> _Provided records_

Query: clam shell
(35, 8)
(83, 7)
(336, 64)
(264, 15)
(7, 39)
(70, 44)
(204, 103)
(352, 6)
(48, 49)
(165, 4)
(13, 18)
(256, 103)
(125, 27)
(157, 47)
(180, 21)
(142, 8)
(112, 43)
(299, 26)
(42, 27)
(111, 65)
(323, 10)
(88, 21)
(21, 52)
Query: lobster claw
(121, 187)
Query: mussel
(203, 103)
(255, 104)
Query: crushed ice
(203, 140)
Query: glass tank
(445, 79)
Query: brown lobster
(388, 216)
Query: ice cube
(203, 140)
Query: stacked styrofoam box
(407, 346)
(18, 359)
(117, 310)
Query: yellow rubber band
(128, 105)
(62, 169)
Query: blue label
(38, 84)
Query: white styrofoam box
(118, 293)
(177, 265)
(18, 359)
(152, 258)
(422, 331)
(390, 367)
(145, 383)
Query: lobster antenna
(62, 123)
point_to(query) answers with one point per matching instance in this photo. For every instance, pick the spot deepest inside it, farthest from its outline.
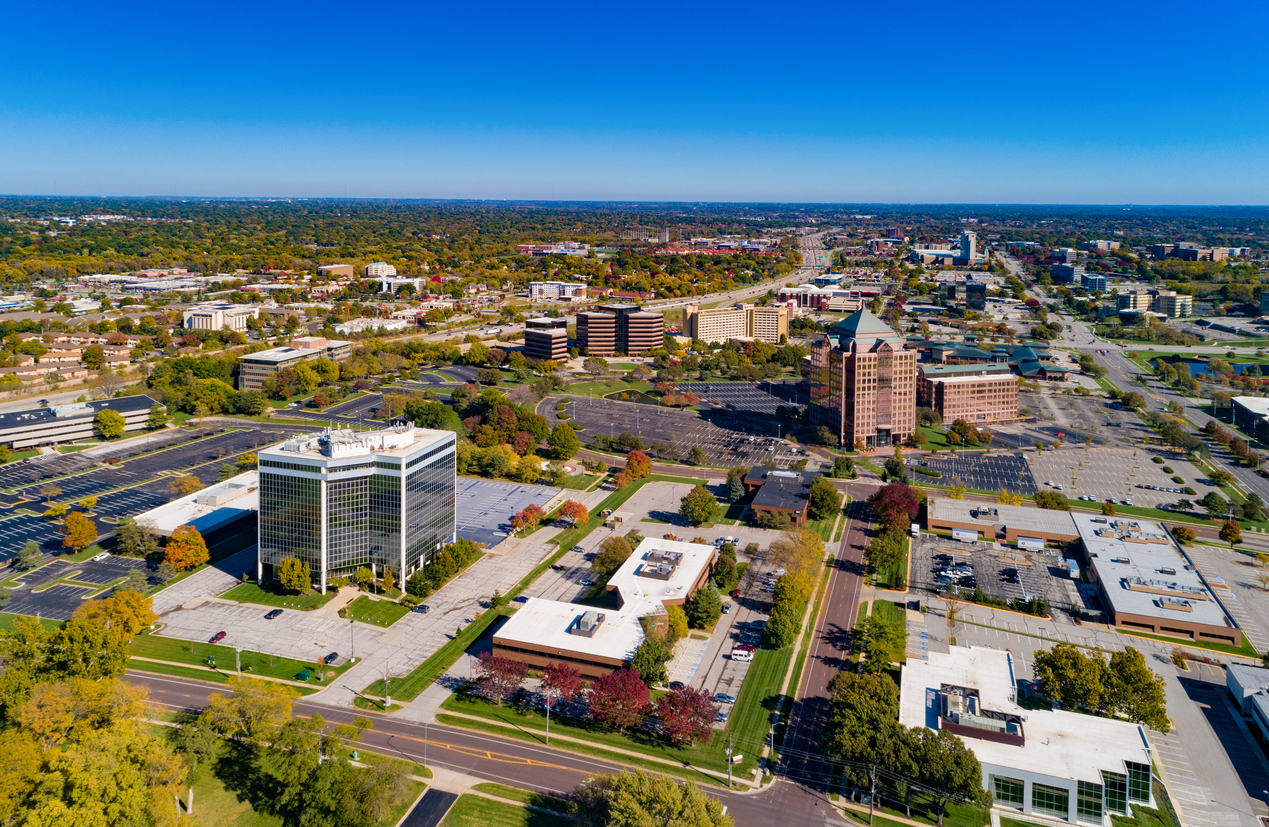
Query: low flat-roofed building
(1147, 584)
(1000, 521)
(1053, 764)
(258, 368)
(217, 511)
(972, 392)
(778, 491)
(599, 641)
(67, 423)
==
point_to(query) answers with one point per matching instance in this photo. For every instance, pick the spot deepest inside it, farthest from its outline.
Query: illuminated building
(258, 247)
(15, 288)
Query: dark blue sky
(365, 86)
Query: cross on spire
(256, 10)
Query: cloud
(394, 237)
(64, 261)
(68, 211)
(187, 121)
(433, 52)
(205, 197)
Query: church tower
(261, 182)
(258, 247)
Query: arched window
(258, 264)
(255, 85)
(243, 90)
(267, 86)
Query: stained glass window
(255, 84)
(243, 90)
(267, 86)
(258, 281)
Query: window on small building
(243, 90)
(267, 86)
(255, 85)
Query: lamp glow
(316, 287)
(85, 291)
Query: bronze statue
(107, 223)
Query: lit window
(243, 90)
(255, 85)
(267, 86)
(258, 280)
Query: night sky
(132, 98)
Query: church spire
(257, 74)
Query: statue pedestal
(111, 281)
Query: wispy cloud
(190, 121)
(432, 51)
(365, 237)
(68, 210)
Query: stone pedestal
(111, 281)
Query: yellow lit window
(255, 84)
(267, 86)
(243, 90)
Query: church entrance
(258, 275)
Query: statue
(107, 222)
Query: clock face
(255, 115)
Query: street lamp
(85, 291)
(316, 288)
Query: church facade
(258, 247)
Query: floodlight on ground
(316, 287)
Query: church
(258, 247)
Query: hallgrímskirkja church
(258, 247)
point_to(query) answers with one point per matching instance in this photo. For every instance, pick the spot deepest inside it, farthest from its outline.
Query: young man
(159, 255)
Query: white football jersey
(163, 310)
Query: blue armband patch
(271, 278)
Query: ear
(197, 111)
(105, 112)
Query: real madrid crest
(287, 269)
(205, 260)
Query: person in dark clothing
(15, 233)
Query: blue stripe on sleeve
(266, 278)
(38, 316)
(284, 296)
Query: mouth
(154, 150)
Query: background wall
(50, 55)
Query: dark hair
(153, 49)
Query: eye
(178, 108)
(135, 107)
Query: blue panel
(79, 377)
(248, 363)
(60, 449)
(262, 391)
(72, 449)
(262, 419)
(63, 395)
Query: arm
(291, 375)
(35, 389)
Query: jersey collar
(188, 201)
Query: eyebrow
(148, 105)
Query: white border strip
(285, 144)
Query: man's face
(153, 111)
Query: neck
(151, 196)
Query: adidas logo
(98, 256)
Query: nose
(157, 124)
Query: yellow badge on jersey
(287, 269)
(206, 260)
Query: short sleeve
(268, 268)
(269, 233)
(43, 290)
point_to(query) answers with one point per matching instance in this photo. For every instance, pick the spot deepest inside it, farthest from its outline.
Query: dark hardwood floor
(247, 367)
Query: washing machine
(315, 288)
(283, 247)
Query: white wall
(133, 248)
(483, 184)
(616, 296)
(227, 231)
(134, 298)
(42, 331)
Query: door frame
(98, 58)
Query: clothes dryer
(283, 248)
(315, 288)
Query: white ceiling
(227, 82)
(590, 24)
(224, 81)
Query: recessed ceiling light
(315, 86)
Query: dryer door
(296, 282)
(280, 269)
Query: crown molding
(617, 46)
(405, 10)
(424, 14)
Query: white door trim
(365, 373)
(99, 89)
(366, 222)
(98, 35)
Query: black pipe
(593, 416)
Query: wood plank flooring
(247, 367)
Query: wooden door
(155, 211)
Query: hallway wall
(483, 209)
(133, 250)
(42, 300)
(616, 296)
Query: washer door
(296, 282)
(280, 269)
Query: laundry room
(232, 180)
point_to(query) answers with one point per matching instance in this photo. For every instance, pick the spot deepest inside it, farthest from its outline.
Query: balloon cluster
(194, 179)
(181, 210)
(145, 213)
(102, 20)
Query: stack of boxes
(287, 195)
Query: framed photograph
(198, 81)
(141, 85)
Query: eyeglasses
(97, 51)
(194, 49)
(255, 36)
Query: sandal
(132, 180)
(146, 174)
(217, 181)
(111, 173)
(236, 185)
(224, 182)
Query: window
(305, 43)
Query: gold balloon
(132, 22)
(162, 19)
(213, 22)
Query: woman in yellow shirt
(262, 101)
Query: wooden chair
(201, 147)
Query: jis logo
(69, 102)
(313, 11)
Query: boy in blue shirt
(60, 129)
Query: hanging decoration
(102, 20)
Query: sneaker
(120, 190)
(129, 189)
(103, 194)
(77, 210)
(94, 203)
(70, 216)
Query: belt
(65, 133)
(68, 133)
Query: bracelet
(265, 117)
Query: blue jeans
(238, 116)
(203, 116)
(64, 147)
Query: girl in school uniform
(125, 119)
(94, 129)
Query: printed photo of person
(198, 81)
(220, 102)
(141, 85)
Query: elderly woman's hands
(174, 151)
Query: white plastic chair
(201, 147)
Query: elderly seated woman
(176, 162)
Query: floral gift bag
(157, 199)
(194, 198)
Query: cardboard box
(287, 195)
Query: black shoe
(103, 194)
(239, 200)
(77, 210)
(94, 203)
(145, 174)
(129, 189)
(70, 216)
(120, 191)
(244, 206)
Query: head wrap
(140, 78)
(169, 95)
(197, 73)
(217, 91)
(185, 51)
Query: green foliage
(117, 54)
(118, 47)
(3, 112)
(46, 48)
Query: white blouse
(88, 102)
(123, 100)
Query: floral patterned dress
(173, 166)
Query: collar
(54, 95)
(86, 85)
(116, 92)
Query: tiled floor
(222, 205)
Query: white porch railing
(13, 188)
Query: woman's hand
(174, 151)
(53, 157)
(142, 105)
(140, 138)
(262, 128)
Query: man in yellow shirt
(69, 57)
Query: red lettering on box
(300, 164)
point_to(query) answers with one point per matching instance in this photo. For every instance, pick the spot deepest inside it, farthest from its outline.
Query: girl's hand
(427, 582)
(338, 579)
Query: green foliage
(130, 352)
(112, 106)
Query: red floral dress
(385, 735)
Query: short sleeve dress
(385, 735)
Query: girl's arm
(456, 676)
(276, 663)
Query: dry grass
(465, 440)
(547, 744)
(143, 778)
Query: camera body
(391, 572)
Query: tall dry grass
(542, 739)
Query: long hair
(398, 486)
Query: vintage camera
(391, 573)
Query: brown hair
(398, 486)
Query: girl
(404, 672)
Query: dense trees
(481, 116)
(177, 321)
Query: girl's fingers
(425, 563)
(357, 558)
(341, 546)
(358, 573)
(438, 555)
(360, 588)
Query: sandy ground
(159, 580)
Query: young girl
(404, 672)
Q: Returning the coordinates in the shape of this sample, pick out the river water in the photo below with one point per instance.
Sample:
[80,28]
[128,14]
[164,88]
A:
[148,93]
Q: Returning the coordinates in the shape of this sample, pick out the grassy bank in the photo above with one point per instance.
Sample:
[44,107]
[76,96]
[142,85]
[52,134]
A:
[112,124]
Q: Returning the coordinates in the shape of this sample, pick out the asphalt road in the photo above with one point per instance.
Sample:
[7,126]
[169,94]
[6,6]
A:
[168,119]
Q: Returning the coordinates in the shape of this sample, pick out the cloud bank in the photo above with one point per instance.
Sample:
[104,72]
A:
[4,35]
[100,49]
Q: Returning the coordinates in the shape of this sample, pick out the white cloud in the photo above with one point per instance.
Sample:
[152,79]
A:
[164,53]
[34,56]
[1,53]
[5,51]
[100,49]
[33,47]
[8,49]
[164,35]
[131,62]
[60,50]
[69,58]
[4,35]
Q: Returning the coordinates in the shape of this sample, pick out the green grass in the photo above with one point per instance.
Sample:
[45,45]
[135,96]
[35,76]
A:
---
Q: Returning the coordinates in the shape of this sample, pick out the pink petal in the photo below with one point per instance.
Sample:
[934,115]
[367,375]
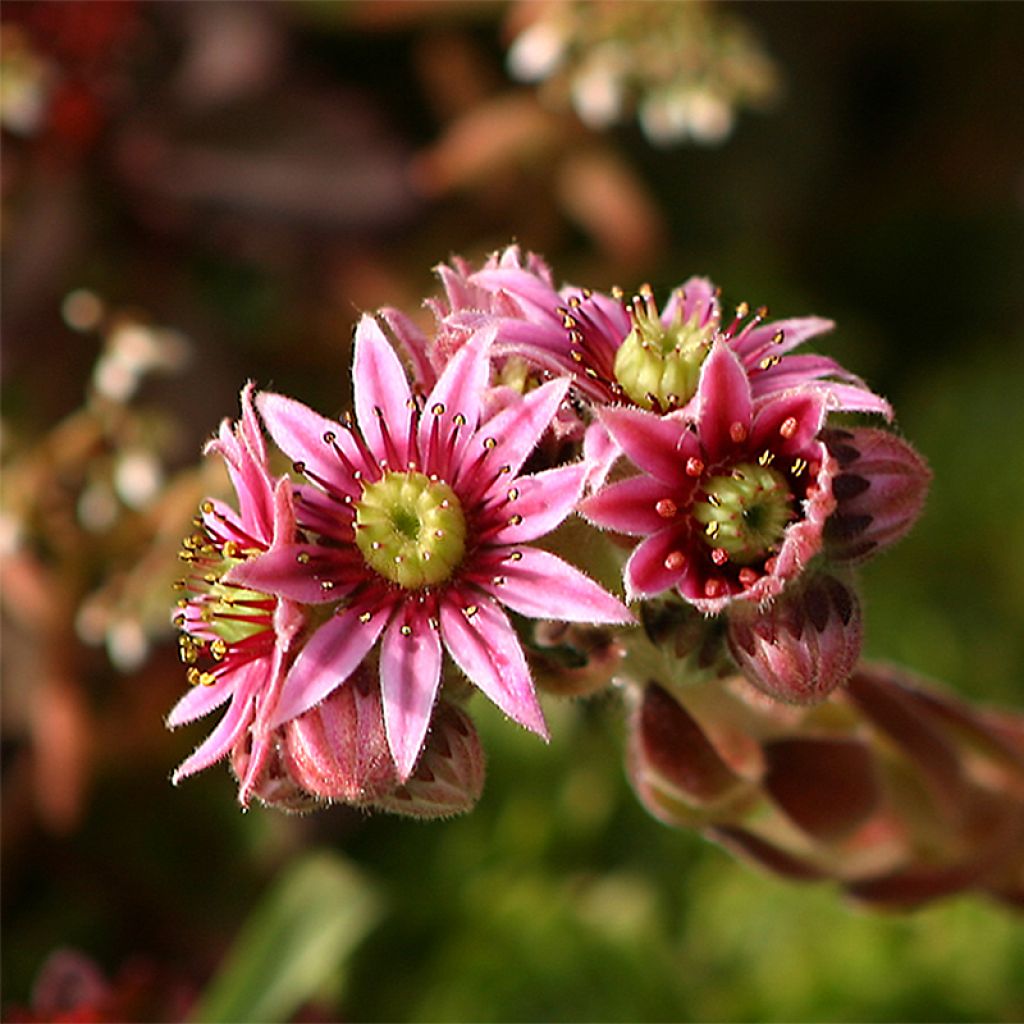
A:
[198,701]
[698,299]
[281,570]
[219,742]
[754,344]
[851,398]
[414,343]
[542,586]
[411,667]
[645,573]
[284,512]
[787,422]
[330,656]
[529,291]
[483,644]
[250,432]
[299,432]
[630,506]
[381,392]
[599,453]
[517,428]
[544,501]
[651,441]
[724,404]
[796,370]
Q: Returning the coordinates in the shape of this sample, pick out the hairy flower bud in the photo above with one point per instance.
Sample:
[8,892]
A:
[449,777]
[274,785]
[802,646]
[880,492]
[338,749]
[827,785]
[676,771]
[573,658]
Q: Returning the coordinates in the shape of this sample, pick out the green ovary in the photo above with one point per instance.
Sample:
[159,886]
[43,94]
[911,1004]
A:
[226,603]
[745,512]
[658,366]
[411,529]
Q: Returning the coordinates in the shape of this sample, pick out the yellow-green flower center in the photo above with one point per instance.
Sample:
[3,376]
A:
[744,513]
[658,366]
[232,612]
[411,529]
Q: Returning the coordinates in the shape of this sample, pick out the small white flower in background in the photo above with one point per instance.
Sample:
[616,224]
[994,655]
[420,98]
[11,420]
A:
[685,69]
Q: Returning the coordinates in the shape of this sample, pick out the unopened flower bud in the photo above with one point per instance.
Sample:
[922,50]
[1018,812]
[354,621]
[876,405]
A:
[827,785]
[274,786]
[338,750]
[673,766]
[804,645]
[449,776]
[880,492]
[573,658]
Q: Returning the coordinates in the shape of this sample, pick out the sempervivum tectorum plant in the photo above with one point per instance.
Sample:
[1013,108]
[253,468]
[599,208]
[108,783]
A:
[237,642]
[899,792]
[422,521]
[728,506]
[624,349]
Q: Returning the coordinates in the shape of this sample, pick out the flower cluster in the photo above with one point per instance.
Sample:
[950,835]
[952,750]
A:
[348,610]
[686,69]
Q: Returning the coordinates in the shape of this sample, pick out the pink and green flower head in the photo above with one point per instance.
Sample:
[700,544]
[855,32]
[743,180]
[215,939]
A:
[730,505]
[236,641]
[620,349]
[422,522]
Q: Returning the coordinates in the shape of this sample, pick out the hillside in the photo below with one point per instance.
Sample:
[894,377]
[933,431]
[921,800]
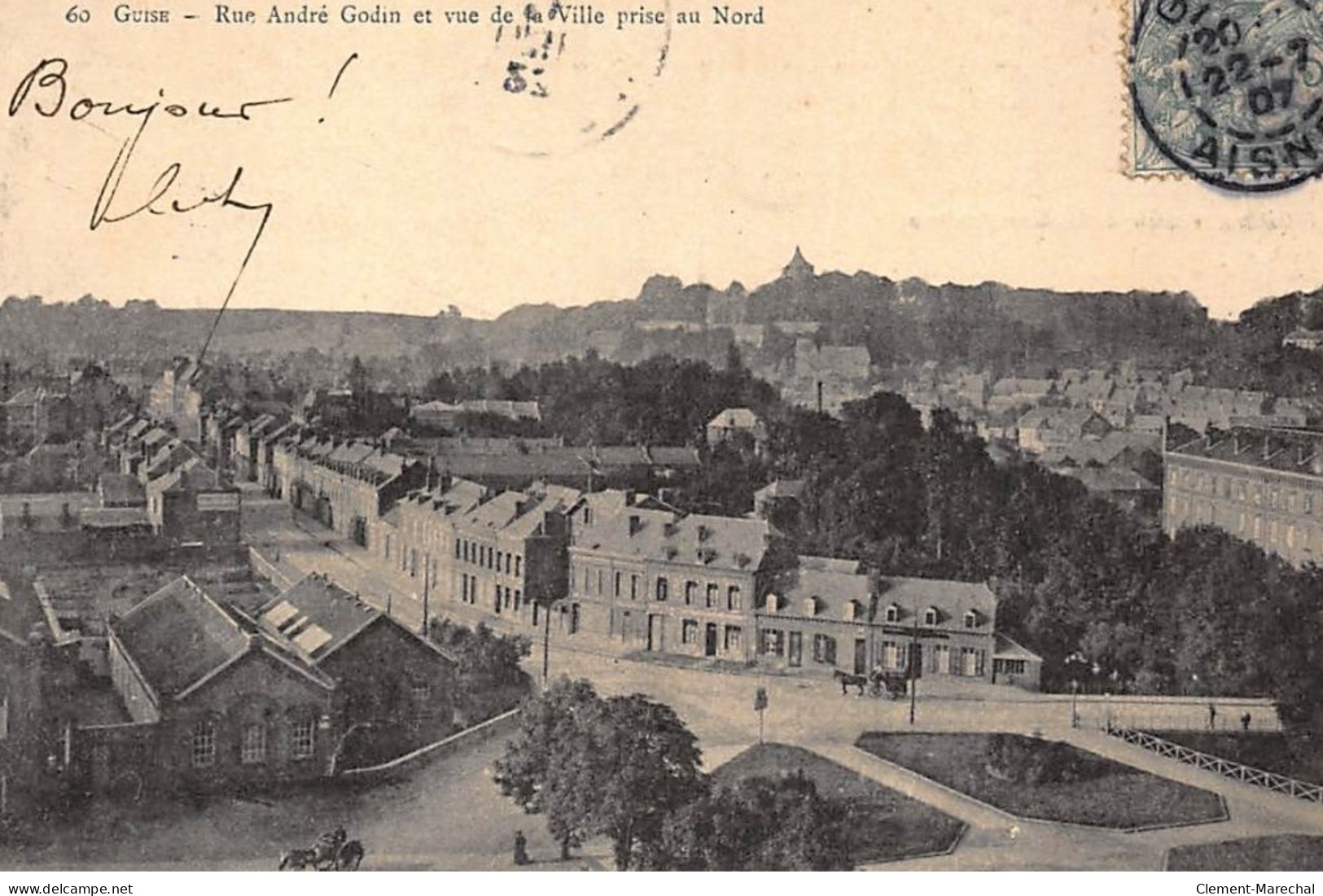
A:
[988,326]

> _Assignment_
If a line in the entries holds the string "bank", it belongs in the tally; state the tally alone.

> _Task output_
2